Recent Presidents

For details of our current President, see here.

Professor John Mather PhD, DSc, FGS, CGeol. 2022–23

Born and raised in Lincolnshire, where he attended the local Grammar School, John Mather read geology at Liverpool University before joining the Geological Survey in 1966. Following assignments overseas, exploring for groundwater on small islands in the West Indies and Pacific, he became involved in waste management, eventually leading major government-funded research programmes on the disposal of hazardous and radioactive wastes. In 1990 he left his position as an assistant director in the Survey to become Lyell Professor at Royal Holloway University of London, teaching and running a research group investigating groundwater pollution. Awards have included the Whitaker Medal and Distinguished Service Award of the Geological Society, where he has served as a council member and vice-president. Research in Romania has led to his appointment as a Fellow and Honorary Professor at the University of Bucharest. He has been chairman of the British Chapter of the International Association of Hydrogeologists, an advisor to the House of Commons Environment Committee and consultant to a number of national and international agencies on aspects of waste management.

Retirement in 2002 as Emeritus Professor, brought a move to Devon, where he quickly joined The Devonshire Association, becoming chairman of the Geology Section, before joining the Executive Committee, where he served as vice-chairman and also chaired the organising committee of the 2017 celebrations of the historical links between Devon and Newfoundland. He is totally committed to his adopted county and is a member of the Devon Archaeological Society, the Devon and Exeter Institution, Devon Artists’ Network and the Westcountry Potters’ Association.

◆ **INPUT DATA**:

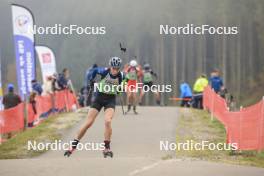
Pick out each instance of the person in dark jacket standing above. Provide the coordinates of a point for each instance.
(186, 94)
(36, 87)
(11, 100)
(216, 81)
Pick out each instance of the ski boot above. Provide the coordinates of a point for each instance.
(73, 147)
(108, 153)
(68, 153)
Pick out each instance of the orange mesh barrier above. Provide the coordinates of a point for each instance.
(244, 127)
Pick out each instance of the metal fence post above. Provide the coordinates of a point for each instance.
(261, 146)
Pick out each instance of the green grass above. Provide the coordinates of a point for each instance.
(49, 130)
(197, 125)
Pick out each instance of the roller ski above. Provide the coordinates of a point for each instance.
(108, 153)
(129, 108)
(68, 153)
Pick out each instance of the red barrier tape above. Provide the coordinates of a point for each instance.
(244, 127)
(13, 119)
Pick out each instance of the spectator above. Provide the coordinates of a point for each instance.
(198, 89)
(36, 87)
(48, 87)
(186, 94)
(216, 81)
(63, 79)
(11, 100)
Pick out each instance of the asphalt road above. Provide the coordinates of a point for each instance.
(136, 146)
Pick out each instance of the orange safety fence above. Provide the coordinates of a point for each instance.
(13, 119)
(244, 127)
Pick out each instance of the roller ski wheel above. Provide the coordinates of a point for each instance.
(108, 153)
(68, 153)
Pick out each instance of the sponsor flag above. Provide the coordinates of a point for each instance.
(24, 48)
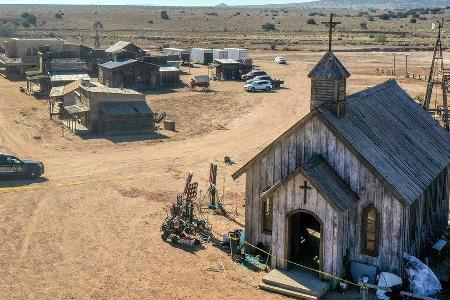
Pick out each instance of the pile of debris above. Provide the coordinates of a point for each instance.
(182, 225)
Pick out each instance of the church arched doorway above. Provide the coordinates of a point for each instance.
(304, 240)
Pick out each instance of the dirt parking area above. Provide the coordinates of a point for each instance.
(91, 227)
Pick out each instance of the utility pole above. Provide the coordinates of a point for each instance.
(393, 72)
(439, 77)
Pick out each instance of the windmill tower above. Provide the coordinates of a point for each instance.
(438, 77)
(98, 28)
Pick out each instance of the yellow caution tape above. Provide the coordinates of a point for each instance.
(73, 183)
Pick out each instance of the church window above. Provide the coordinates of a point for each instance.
(267, 214)
(371, 223)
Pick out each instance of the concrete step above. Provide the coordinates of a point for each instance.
(286, 292)
(296, 281)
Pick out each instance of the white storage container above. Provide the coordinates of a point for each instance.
(173, 52)
(201, 55)
(237, 53)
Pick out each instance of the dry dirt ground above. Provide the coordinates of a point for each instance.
(215, 27)
(91, 227)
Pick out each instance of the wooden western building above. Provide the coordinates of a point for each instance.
(124, 50)
(361, 178)
(230, 69)
(108, 111)
(131, 74)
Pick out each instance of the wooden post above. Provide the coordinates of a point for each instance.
(393, 72)
(406, 65)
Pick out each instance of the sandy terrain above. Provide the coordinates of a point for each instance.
(90, 228)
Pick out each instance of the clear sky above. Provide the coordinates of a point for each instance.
(155, 2)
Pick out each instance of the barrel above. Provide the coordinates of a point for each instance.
(169, 125)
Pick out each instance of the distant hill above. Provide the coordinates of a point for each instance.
(394, 3)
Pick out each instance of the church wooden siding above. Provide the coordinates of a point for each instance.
(296, 147)
(287, 200)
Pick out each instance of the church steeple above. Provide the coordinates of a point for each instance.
(329, 80)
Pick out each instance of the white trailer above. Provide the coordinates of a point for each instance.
(220, 54)
(201, 56)
(173, 51)
(237, 53)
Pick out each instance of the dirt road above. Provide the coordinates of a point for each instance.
(90, 229)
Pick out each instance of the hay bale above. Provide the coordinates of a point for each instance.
(169, 125)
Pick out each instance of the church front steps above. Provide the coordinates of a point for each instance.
(286, 292)
(297, 282)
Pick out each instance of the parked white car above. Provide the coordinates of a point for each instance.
(262, 77)
(258, 85)
(280, 60)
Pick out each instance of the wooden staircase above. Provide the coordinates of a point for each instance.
(295, 283)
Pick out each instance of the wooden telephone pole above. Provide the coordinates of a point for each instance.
(438, 77)
(331, 24)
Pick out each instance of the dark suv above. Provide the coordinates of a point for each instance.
(12, 167)
(252, 74)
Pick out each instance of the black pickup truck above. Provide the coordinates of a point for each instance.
(12, 167)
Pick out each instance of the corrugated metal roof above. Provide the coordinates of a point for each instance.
(68, 64)
(168, 69)
(76, 108)
(325, 180)
(329, 184)
(125, 108)
(99, 88)
(329, 67)
(116, 64)
(226, 61)
(395, 135)
(120, 45)
(69, 77)
(57, 91)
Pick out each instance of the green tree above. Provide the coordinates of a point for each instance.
(164, 15)
(380, 38)
(311, 22)
(268, 27)
(7, 29)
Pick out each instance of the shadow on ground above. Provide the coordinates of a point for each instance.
(154, 136)
(5, 183)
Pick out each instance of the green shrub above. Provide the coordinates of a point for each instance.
(380, 38)
(8, 29)
(311, 22)
(268, 27)
(164, 15)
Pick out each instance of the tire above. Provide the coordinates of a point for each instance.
(34, 174)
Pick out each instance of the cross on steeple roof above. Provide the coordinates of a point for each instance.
(331, 25)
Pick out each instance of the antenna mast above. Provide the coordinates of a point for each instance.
(438, 77)
(98, 28)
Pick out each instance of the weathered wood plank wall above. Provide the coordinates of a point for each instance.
(312, 138)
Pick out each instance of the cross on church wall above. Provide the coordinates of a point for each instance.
(305, 188)
(331, 24)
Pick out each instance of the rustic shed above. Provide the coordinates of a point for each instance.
(201, 56)
(109, 111)
(362, 178)
(230, 69)
(131, 74)
(124, 50)
(134, 117)
(170, 76)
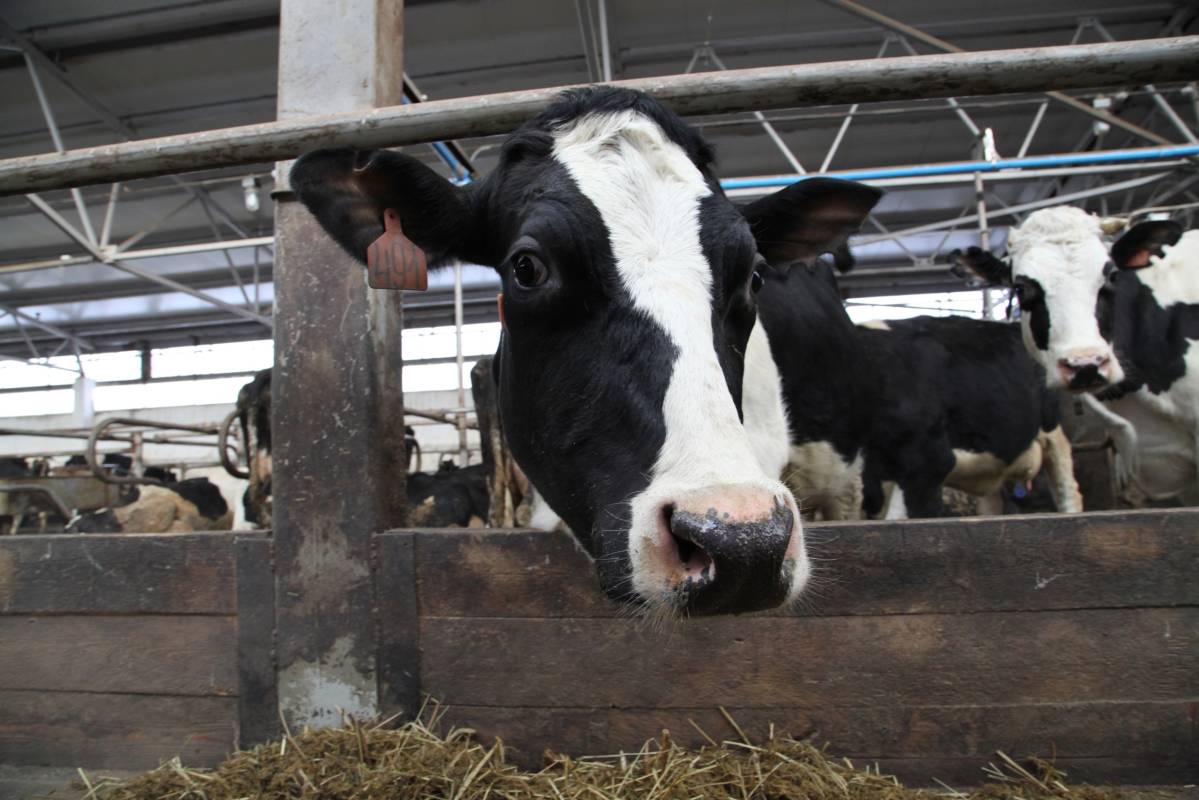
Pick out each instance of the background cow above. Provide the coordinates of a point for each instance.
(194, 504)
(959, 403)
(1122, 334)
(447, 498)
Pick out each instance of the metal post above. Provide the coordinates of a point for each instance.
(603, 41)
(337, 402)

◆ **PROBLEMS TO SOLVE**:
1: Answer these questions from the Recent Presidents text, marking each answer (a), (b), (c):
(a) In what year did John Mather join the Geological Survey?
(b) What professorship did he take up at Royal Holloway University of London?
(c) In what year did he retire as Emeritus Professor?
2: Please set down, word for word, the part of the Recent Presidents text that opens with the words containing "Retirement in 2002" and closes with "Westcountry Potters’ Association.".
3: Resume the Recent Presidents text, writing on from its final sentence.

◆ **EXPECTED RESULTS**:
1:
(a) 1966
(b) Lyell Professor
(c) 2002

2:
Retirement in 2002 as Emeritus Professor, brought a move to Devon, where he quickly joined The Devonshire Association, becoming chairman of the Geology Section, before joining the Executive Committee, where he served as vice-chairman and also chaired the organising committee of the 2017 celebrations of the historical links between Devon and Newfoundland. He is totally committed to his adopted county and is a member of the Devon Archaeological Society, the Devon and Exeter Institution, Devon Artists’ Network and the Westcountry Potters’ Association.

3:
He lives on the northern edge of Dartmoor with his wife Dr Jenny Bennett who is also an active DA member. He has two sons, the youngest of whom has recently moved with his family to live in Devon. He continues to write articles on the history of hydrogeology and the geology of Devon and its geologists and, in any spare time, throws functional stoneware pottery in a shed in his back garden!

September 2022: Inauguration conference, held in Bideford
13 May 2023: President’s Symposium “Devon’s Ceramic Heritage”, at Petroc College, Tiverton.

Dr Robin Wootton BSc, PhD, FLS, Hon FRES. 2021-22

Dr Robin Wootton taught biological sciences at Exeter University for four decades and is still an Honorary Research Fellow. A zoologist, entomologist, biomechanicist and occasional palaeontologist, he is an international authority on the mechanics and evolution of insect flight, now a hot topic in the development of insect-sized micro air vehicles. He is an Honorary Fellow of the Royal Entomological Society, having been its West Region Secretary, a Council member and a Vice President. He has also been President of the Amateur Entomologists Society. Locally, he has been a member the Board of Management of the St Loyes Foundation, and has long been active in the Devon and Exeter Institution, serving on the Executive and as a library volunteer.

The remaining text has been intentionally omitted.